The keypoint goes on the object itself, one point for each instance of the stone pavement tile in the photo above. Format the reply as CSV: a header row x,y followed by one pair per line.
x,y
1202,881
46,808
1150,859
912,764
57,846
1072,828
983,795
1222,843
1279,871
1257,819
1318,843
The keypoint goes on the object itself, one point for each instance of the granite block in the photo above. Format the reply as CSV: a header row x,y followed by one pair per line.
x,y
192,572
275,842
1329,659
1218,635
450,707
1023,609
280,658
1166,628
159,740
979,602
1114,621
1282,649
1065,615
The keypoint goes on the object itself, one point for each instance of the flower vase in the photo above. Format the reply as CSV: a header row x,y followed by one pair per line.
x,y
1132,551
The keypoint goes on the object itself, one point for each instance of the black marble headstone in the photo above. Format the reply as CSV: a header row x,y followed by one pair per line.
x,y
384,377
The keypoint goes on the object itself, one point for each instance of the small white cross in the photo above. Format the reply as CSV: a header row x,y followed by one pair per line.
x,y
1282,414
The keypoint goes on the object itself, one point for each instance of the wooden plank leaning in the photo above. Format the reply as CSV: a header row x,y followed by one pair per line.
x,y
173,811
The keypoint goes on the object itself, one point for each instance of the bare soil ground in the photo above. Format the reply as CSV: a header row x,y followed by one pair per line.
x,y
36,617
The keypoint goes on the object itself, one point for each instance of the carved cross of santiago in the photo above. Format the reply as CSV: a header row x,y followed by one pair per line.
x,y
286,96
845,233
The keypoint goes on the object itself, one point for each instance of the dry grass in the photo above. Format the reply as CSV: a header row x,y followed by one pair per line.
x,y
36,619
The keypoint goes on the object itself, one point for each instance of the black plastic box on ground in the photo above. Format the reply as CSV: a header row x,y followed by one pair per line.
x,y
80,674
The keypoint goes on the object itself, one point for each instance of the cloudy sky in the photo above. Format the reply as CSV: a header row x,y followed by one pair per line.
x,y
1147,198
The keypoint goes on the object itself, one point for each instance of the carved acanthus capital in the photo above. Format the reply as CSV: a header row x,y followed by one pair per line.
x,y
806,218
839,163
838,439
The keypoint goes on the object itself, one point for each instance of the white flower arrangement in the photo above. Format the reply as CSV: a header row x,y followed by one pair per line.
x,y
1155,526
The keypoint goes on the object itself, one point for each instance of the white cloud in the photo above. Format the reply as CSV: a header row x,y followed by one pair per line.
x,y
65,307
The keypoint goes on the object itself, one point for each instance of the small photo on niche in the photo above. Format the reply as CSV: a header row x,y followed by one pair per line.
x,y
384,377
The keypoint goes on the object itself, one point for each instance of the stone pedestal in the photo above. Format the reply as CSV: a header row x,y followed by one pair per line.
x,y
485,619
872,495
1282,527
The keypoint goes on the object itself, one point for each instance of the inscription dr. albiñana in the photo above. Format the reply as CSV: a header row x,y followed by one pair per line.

▬▬▬▬▬▬

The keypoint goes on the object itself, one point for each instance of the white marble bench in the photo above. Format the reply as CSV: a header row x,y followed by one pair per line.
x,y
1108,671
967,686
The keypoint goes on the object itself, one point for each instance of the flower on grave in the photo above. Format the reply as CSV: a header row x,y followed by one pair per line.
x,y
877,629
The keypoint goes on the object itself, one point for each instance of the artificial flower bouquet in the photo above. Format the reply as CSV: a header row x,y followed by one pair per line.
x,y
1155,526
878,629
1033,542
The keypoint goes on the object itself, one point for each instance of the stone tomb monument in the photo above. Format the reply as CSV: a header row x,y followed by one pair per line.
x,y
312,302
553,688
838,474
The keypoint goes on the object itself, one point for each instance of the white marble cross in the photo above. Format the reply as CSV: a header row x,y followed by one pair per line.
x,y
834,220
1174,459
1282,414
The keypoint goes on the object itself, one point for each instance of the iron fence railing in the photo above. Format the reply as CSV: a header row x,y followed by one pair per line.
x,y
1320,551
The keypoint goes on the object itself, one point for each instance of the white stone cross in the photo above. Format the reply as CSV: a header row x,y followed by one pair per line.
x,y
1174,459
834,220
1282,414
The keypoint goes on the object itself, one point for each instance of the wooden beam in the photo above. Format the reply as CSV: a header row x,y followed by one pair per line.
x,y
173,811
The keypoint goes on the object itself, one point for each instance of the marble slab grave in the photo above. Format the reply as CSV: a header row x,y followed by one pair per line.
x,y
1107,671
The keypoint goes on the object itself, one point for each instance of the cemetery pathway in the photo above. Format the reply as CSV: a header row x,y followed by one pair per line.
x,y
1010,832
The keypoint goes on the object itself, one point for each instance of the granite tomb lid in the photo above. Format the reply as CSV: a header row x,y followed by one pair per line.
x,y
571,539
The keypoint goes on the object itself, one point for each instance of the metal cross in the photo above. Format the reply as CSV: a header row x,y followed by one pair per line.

▬▬▬▬▬▬

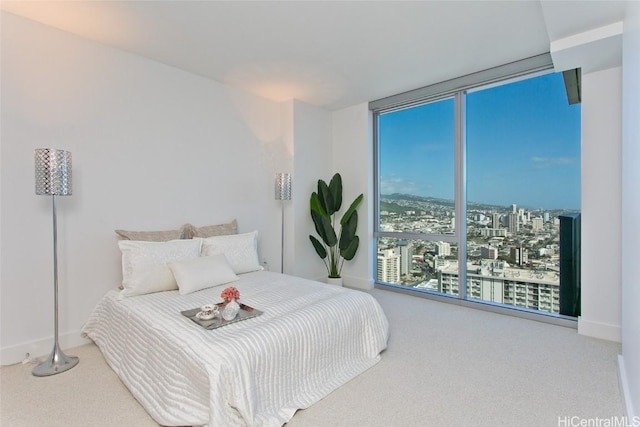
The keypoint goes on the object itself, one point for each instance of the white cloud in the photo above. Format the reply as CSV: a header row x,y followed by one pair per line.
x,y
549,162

▬▬▬▬▬▬

= GIVEN TASK =
Display each line of the rows above that contains the string "beam". Case counts.

= SOLUTION =
The keypoint goes on the object itself, one point for each instance of the wooden beam in the photo above. Format the reply as CSV: a header row x,y followed by one pair per line.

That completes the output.